Darwin Day 2017. Parte III: i tempi profondi del bullismo

Riassunto delle puntate precedenti

Nei primi due post di questa serie dedicata alle radici evolutive e cognitive del bullismo abbiamo cercato di vedere quali potessero essere le cause a monte dei comportamenti bullistici, e ci siamo concentrati su due tesi: quella di Jonathan Gottschall, secondo la quale il bullismo rappresenta un adattamento evolutivo, e quella di Christopher Boehm, la quale prevede una modulazione socio-cognitiva dei comportamenti bullistici basata sul rapporto tra ravvedimento individuale e tolleranza sociale. Nel primo caso avremmo una competizione diretta che premierebbe l’esercizio della forza da parte dei bulli, nel secondo un allargamento delle maglie selettive del gruppo a patto che il free rider dominante si ravveda nel caso in cui questi abbia assunto comportamenti antisociali. Nel caso illustrato da Boehm, il passaggio dei geni del free rider dominante alla generazione successiva garantirebbe una certa variabilità fenotipica all’interno del gruppo.

Entrambe le tesi danno però per scontati alcuni assunti molto importanti. Due di questi sono particolarmente importanti: il bullismo come entità sottoposta a selezione e l’uso della comparazione etnografica per tracciare analogie con un’ipotetica umanità ancestrale. Dopo aver trattato del primo punto qui, in questo post ci occupiamo del secondo punto [1].

——————————

ESERCIZIO 1:
Rispondi a queste domande sul brano dedicato al bullismo:
(a) Secondo Jonathan Gottschall, che cosa rappresenta il bullismo?
(b) Quali due assunti danno per scontati entrambe le tesi?
(c) Di quale dei due punti si occupa questo post?

[Voci di dati salvate]

——————————

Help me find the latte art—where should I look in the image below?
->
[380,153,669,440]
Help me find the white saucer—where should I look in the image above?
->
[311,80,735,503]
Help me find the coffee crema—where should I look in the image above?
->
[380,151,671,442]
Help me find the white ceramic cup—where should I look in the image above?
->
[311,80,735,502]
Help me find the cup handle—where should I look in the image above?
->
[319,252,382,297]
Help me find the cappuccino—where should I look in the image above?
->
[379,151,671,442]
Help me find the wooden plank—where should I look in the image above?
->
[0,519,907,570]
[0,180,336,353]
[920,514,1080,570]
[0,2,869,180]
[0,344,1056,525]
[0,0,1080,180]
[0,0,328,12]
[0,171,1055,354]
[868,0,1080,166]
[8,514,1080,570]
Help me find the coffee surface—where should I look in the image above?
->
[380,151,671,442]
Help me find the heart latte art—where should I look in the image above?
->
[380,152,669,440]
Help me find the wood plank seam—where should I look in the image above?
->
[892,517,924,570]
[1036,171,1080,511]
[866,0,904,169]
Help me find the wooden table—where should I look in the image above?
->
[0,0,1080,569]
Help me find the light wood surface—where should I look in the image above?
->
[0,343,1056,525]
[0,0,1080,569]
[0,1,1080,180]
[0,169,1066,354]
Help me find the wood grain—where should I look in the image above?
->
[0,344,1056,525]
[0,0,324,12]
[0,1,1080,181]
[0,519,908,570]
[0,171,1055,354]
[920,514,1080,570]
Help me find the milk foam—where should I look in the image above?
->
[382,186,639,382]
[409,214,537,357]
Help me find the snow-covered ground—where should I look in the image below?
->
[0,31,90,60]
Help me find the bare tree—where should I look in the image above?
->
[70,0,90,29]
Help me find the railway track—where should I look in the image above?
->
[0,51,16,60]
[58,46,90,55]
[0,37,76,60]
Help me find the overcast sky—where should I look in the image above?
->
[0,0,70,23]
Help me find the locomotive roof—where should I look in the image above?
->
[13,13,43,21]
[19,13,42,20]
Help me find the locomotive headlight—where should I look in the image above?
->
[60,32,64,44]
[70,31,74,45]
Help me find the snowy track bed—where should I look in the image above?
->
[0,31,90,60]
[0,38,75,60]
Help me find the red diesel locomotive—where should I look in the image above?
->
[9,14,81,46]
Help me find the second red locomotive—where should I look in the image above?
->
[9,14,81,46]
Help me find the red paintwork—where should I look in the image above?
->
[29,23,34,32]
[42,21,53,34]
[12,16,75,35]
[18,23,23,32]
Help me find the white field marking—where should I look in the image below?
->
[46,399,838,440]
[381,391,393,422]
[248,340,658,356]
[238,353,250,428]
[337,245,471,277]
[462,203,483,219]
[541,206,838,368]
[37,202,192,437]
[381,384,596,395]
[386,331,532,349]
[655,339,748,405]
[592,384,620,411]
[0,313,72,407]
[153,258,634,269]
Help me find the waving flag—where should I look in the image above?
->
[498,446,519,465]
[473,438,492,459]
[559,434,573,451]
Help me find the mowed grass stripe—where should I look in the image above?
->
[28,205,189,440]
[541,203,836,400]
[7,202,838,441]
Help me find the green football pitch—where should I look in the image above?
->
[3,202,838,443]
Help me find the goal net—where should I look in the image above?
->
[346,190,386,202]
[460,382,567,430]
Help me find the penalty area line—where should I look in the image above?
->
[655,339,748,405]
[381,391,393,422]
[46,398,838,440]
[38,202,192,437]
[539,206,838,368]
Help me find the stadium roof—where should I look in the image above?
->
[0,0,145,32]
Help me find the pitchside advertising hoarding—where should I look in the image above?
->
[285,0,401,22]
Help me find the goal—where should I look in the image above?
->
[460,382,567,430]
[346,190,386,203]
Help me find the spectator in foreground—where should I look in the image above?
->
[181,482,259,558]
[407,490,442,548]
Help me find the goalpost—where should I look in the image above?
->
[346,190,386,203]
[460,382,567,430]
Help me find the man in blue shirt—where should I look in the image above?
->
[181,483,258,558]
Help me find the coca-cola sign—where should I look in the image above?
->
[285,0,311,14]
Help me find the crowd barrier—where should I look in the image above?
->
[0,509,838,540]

——————————

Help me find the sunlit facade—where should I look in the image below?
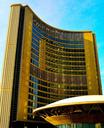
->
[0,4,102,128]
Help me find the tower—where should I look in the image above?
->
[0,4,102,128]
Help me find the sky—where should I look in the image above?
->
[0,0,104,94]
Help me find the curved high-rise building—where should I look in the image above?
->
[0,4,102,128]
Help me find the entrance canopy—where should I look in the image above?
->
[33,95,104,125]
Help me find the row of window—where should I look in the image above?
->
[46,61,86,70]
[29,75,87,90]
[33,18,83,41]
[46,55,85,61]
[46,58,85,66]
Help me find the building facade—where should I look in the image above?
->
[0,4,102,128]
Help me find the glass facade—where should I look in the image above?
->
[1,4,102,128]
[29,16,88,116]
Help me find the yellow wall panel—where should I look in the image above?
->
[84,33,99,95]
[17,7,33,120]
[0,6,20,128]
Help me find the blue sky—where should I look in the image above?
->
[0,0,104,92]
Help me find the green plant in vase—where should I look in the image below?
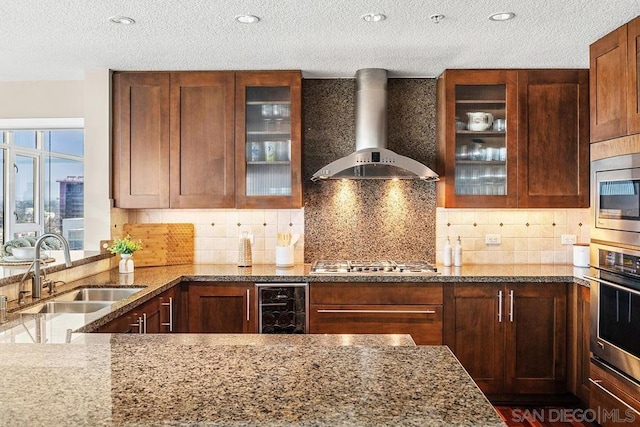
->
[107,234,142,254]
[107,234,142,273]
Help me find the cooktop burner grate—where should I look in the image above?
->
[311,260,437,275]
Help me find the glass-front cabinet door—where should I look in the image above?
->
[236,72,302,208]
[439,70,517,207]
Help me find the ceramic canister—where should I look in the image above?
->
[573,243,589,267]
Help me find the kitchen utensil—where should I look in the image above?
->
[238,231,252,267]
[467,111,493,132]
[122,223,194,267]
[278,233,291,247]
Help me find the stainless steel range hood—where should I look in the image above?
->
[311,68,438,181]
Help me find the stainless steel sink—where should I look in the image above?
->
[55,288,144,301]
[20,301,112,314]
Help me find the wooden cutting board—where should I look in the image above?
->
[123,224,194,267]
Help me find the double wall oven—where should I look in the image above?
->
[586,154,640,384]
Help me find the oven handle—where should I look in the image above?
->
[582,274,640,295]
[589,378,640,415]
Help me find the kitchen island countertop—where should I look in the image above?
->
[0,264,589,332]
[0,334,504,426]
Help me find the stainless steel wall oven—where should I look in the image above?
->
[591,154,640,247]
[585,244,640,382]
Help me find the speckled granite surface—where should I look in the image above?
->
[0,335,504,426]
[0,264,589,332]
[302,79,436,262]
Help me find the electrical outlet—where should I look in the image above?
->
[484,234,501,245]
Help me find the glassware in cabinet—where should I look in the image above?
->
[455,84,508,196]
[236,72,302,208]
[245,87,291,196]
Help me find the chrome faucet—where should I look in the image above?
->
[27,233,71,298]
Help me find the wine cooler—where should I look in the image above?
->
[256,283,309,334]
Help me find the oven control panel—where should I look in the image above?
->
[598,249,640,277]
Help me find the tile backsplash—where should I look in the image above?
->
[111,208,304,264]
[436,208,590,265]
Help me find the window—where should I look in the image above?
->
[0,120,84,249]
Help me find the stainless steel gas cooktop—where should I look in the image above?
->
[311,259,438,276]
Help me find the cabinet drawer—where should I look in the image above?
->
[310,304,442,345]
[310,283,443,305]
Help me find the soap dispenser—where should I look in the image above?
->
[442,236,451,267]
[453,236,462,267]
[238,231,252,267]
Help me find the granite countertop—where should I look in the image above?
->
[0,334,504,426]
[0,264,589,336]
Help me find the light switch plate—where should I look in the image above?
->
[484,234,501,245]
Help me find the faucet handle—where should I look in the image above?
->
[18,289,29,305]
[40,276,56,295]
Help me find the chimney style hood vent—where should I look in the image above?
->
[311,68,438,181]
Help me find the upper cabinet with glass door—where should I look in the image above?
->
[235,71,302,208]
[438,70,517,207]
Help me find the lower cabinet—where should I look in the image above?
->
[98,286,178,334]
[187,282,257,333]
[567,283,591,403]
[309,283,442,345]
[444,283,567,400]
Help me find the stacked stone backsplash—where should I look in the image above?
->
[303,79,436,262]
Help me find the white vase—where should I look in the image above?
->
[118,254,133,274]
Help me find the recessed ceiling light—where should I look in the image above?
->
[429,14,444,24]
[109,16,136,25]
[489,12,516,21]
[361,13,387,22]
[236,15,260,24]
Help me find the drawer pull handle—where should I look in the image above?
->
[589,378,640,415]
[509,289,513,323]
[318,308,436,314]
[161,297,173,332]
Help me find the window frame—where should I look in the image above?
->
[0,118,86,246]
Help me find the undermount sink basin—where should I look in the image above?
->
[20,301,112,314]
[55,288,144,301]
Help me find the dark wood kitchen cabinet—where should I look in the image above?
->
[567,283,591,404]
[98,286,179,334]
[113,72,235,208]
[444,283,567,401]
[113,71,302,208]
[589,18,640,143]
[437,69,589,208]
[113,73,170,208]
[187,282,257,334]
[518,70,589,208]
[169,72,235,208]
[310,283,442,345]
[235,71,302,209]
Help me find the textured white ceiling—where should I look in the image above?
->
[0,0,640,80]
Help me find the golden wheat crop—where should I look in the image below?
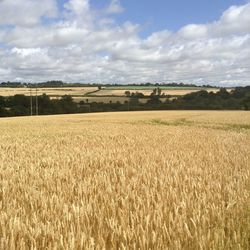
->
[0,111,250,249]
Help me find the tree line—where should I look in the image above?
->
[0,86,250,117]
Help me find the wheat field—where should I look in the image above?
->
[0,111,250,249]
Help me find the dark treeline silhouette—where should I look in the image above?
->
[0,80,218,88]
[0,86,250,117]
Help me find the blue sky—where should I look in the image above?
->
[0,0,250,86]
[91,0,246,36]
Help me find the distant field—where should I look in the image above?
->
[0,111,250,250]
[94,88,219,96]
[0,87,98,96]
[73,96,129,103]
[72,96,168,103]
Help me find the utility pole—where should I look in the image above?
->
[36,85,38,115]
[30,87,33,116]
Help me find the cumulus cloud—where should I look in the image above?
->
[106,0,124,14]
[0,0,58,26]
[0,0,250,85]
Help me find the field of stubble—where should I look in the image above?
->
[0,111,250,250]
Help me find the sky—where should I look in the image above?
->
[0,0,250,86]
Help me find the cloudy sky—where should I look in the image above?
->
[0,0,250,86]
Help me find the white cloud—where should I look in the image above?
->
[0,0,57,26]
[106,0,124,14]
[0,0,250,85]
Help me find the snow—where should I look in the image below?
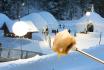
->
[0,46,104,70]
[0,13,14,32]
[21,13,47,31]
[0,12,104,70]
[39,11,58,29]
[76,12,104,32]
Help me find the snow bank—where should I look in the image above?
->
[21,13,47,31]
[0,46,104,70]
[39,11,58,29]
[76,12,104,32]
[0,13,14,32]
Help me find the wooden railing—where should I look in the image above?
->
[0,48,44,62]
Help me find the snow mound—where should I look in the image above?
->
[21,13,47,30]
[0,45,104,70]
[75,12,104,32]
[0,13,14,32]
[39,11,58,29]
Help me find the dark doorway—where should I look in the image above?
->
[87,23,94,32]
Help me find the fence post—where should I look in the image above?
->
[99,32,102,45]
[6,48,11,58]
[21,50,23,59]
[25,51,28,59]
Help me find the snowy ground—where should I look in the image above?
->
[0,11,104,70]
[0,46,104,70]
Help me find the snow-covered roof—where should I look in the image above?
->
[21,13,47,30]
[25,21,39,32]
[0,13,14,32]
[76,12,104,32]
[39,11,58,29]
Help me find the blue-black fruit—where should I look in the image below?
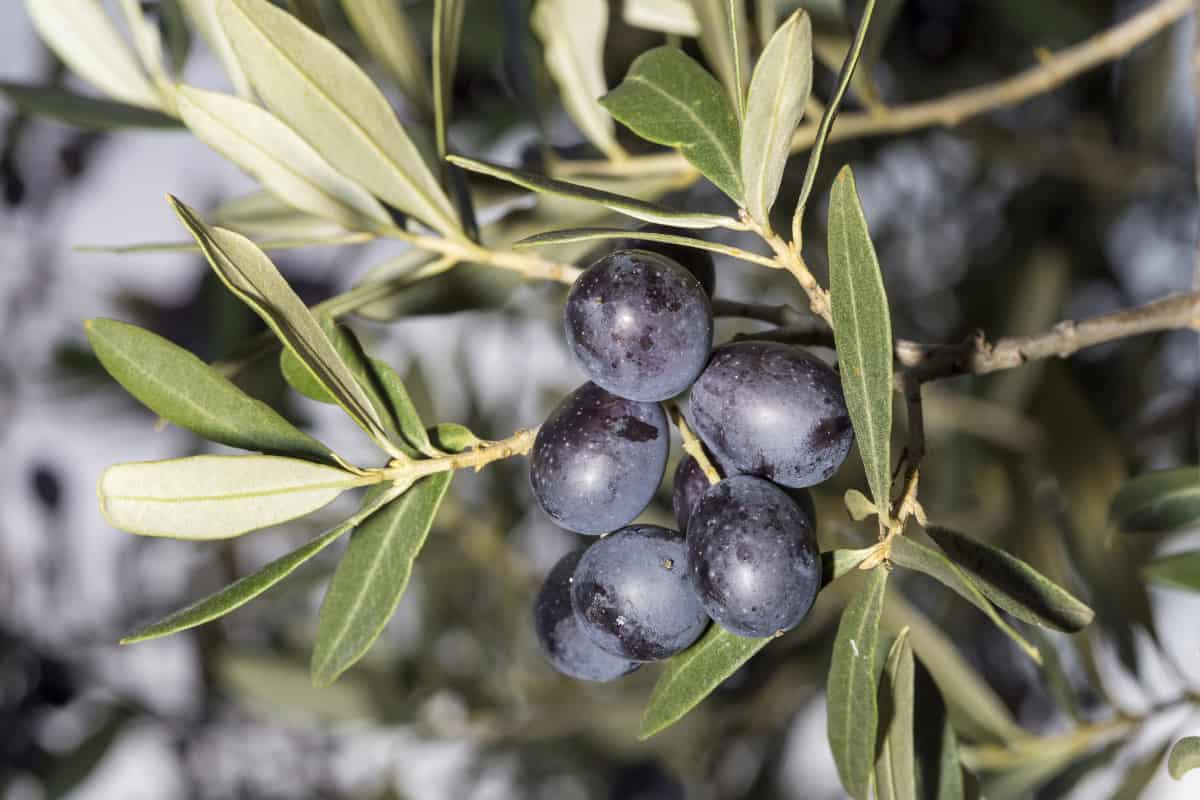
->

——————————

ESERCIZIO 2:
Trascrivi parola per parola, dai record, tutto ciò che va dalla riga che contiene "Help me find the chrome" giù fino alla riga che contiene "[436,208,590,265]", entrambe comprese.

RISPOSTA SCRITTA 1:
(a) Un adattamento evolutivo.
(b) Il bullismo come entità sottoposta a selezione e l'uso della comparazione etnografica per tracciare analogie con un'ipotetica umanità ancestrale.
(c) Del secondo punto, cioè l'uso della comparazione etnografica per tracciare analogie con un'ipotetica umanità ancestrale.

RISPOSTA SCRITTA 2:
Help me find the chrome faucet—where should I look in the image above?
->
[27,233,71,298]
Help me find the wine cooler—where should I look in the image above?
->
[256,283,309,334]
Help me find the oven control panel—where should I look in the image above?
->
[598,249,640,277]
Help me find the tile backsplash—where should I look in the image above?
->
[111,208,304,264]
[436,208,590,265]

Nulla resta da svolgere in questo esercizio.